Exercise set ->
1. According to the article on political prisoners and the virus, how many other women share Nasrin Sotoudeh's ward?
2. Echo the article's passage that opens with the words containing "By Maggie Michael, Sarah" and closes with "from the virus.".

In packed, dirty cells, political prisoners fear virus

By Maggie Michael, Sarah El Deeb And Lee Keath, The Associated Press

CAIRO — Reza Khandan got the word from friends jailed in Iran’s most feared prison, Evin. A prisoner and a guard in their cell block had been removed because they were suspected of having coronavirus, and two guards in the women’s ward had shown symptoms.

It was frightening news. Khandan’s wife, Nasrin Sotoudeh, one of Iran’s most prominent human rights lawyers, is imprisoned in that ward in close quarters with 40 other women. Only days earlier, the 56-year-old Sotoudeh — known for defending activists, opposition politicians and women prosecuted for removing their headscarves — held a five-day hunger strike demanding prisoners be released to protect them from the virus.

“The virus has entered the jail, but we don’t know the extent of it,” Khandan, who had until recently been imprisoned in Evin as well, told The Associated Press by phone from Tehran.

“It will be impossible to control,” Khandan warned.

Iran, where thousands have been infected and hundreds died, has not confirmed any coronavirus cases in its prisons. But Khandan’s is one of several reports of cases that have leaked from inside Evin and elsewhere.

Tens of thousands of political prisoners are jailed in Iran, Syria and other countries around the Middle East, punished for anything from advocating for greater rights to holding protests or simply criticizing autocratic leaders on Facebook or YouTube.

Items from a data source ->
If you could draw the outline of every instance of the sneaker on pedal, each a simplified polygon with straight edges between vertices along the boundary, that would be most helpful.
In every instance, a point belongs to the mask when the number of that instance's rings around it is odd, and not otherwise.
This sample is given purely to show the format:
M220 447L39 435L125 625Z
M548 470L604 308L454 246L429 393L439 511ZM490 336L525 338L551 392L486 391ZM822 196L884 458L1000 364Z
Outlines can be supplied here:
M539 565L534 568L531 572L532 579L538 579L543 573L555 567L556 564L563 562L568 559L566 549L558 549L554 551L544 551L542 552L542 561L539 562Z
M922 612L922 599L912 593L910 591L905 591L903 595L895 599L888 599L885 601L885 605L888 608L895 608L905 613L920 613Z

Answer list ->
1. 40 other women

2.
By Maggie Michael, Sarah El Deeb And Lee Keath, The Associated Press

CAIRO — Reza Khandan got the word from friends jailed in Iran’s most feared prison, Evin. A prisoner and a guard in their cell block had been removed because they were suspected of having coronavirus, and two guards in the women’s ward had shown symptoms.

It was frightening news. Khandan’s wife, Nasrin Sotoudeh, one of Iran’s most prominent human rights lawyers, is imprisoned in that ward in close quarters with 40 other women. Only days earlier, the 56-year-old Sotoudeh — known for defending activists, opposition politicians and women prosecuted for removing their headscarves — held a five-day hunger strike demanding prisoners be released to protect them from the virus.